◆ What needs to be done
Rewrite all of the records with every "soil" changed to "earth" and nothing else altered. Omit the pictures from your answer.

◆ Material
** begin **
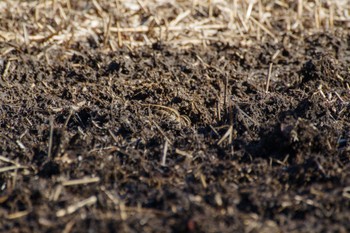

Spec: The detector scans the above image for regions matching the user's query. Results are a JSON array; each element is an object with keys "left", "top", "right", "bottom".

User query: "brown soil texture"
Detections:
[{"left": 0, "top": 33, "right": 350, "bottom": 232}]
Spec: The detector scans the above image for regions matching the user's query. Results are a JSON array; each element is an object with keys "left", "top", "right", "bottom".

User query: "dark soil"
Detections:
[{"left": 0, "top": 31, "right": 350, "bottom": 232}]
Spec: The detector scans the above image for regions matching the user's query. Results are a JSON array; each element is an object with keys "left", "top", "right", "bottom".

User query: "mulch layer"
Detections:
** end **
◆ Solution for this exercise
Spec: The detector scans the above image for regions matching the user's query. Results are a JSON array; each element is an object with keys "left", "top", "right", "bottom".

User query: "brown earth texture"
Detections:
[{"left": 0, "top": 33, "right": 350, "bottom": 232}]
Spec: The detector scans the above image for regions matching the user's query. Results are a JSON array; each element is an object with keys "left", "top", "right", "bottom".

User query: "dark earth"
Detections:
[{"left": 0, "top": 31, "right": 350, "bottom": 232}]
Spec: The detector scans the above image for regions matching the user's query. Results are a JSON array; each element is an object with keys "left", "top", "right", "bottom".

User query: "mulch layer"
Detections:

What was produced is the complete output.